## GIVEN PROBLEM 1
In the forum post about India's anti-satellite missile plans, what two developments does the post say the project would involve?
## GIVEN PROBLEM 2
Continue the forum post about India's anti-satellite missile plans, picking up right after its final sentence.

India Contemplates Anti-Satellite Vehicle Integration with Agni-III

Discussion in 'Strategic Forces' started by rajkumar singh, Nov 3, 2014.

  1. rajkumar singh

    rajkumar singh Regular Member

    Joined:
    Oct 20, 2014
    Messages:
    63
    Likes Received:
    36
    Location:
    Ghaziabad, India, India
    India’s varied missile capabilities are catching up to be at par with those of the US and China, as talks revolve around integrating the Agni-III ballistic missile with a satellite kill vehicle. According to DRDO Chief V K Saraswat, India is considering the feasibility of developing an anti-satellite missile which will lend a superior edge to India’s missile power. -It would involve the development of lasers and an exo-atmospheric kill vehicle.

## DATASET ROWS
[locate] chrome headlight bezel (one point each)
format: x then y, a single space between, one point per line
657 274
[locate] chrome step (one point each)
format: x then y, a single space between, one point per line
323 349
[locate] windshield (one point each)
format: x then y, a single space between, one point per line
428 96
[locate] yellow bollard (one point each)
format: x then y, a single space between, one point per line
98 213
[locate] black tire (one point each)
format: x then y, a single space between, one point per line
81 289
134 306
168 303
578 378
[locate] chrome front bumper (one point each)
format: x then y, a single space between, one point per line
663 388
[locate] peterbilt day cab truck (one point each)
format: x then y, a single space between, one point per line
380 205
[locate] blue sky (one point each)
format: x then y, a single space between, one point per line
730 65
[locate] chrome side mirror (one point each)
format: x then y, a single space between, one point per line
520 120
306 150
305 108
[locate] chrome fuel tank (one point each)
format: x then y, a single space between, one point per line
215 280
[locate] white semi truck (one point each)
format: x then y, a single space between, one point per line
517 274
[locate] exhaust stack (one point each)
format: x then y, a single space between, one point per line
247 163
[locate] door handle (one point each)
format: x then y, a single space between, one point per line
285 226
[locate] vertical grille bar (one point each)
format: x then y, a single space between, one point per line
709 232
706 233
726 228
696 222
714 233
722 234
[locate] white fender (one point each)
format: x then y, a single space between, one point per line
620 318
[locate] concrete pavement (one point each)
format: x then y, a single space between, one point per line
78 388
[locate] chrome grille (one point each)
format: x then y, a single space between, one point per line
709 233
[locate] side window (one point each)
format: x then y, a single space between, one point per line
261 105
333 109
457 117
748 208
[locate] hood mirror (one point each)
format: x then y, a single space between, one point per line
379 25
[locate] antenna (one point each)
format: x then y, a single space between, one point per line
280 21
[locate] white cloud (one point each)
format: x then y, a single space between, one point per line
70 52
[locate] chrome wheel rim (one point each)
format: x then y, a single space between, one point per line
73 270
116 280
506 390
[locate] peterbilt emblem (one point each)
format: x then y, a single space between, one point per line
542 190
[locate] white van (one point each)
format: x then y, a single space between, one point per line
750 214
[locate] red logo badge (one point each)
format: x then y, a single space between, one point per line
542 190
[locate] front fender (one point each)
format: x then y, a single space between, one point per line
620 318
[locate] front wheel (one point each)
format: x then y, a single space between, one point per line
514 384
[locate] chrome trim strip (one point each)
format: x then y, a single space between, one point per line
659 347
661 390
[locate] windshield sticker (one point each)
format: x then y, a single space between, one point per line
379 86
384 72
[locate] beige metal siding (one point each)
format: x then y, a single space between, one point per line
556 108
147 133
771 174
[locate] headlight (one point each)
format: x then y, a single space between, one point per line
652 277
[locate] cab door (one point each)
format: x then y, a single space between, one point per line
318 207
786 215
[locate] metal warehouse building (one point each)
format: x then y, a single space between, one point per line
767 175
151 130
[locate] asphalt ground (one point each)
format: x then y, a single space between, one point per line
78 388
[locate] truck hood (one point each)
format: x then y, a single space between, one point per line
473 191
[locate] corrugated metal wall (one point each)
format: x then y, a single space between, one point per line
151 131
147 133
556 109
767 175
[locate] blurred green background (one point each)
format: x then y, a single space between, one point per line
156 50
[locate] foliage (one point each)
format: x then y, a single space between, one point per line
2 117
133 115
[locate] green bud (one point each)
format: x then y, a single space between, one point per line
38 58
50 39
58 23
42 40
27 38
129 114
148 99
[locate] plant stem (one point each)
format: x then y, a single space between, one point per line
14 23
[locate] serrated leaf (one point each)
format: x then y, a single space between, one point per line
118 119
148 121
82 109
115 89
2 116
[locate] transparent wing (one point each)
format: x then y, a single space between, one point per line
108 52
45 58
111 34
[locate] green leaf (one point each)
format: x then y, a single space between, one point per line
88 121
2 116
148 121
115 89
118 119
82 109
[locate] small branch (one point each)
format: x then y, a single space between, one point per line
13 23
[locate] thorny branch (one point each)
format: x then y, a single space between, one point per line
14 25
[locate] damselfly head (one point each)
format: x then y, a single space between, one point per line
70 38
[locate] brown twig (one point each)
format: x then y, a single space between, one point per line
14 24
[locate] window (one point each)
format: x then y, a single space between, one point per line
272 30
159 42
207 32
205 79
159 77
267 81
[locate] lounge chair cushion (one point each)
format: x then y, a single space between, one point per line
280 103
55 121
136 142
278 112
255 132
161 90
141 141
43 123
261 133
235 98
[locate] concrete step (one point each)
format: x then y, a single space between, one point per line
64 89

---

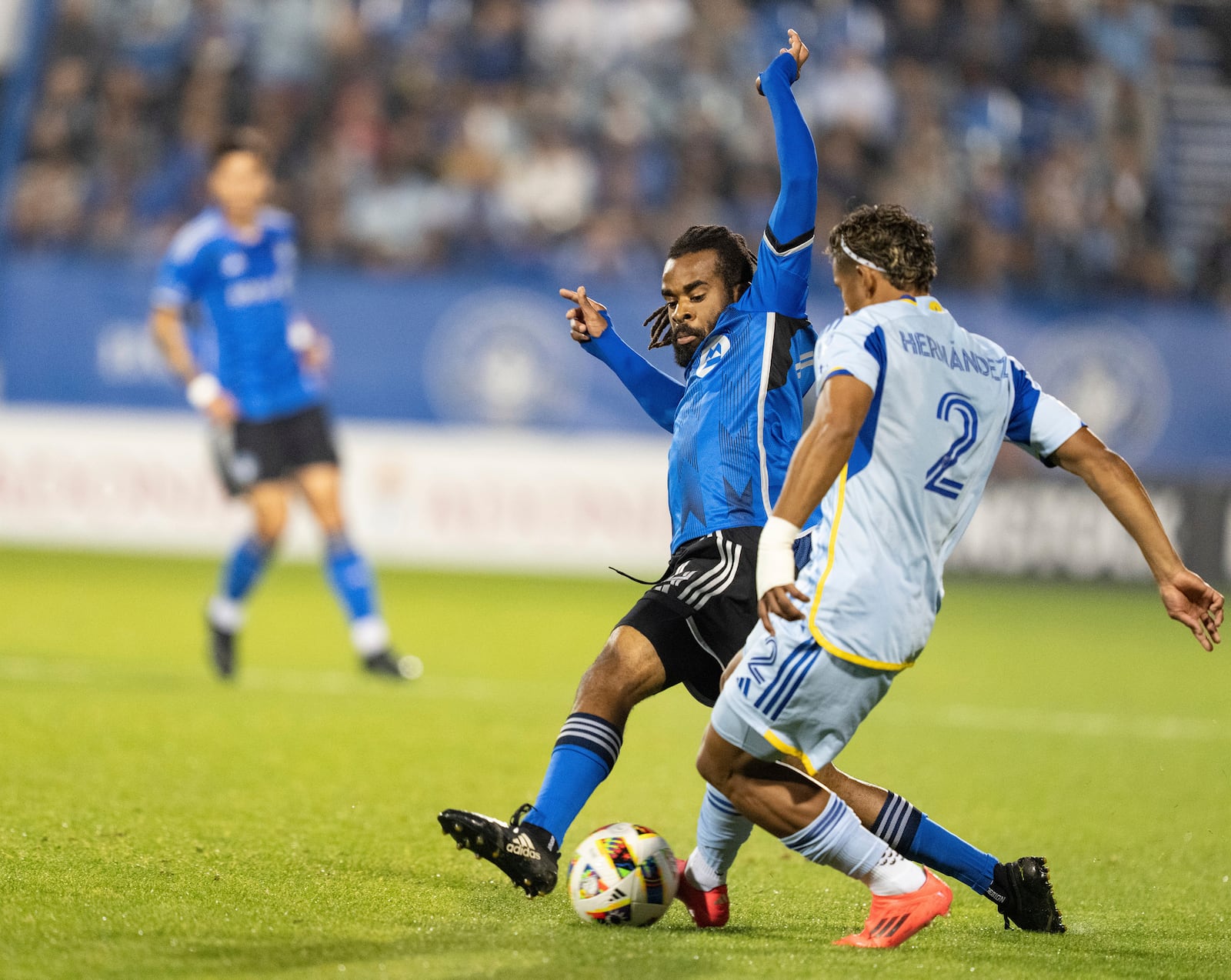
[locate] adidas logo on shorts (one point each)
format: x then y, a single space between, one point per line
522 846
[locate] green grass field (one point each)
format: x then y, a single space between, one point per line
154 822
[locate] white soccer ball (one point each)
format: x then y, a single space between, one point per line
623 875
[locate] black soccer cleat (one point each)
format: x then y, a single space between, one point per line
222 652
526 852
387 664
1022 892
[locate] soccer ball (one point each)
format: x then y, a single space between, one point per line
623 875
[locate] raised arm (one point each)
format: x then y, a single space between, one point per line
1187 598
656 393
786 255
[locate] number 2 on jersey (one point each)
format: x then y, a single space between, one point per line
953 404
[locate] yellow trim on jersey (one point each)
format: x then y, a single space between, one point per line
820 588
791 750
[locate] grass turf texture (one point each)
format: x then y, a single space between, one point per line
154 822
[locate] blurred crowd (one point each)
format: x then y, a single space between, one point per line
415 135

## REPLY 1
The development of lasers and an exo-atmospheric kill vehicle.

## REPLY 2
    During a speech regarding DRDO’s upcoming challenges and defence projects, DRDO Chief Saraswat touched upon the crucial issue of the anti-satellite vehicle, a capability which hitherto lies with the U.S, Russia and China. The development of an anti-satellite vehicle is feasible if the Agni-III missile and the Ballistic Missile Defence (BMD) kill vehicle are integrated. The DRDO Chief added that the effective range, which is about 1400-1500 kilometers, is sufficient to engage a satellite. India is known to have been developing an exo-atmospheric kill vehicle that can be integrated with the missile to engage satellites. -

    In the recent past, DRDO Chief V.K Saraswat has stated that India had all the building blocks necessary to integrate an anti-satellite weapon to neutralize hostile satellites in low earth and polar orbits. The Agni series of missiles already contained the propulsion module and a kill vehicle already existed in principle although it had not been formalized. According to DRDO, the Indian Ballistic Missile Defence Program can incorporate the anti-satellite weapon development. India purports development of anti-satellite weapons for electronic or physical destruction of satellites in both LEO or Low Earth Orbit (2,000 kilometers altitude above earth's surface) and the higher GEO-synchronous orbits.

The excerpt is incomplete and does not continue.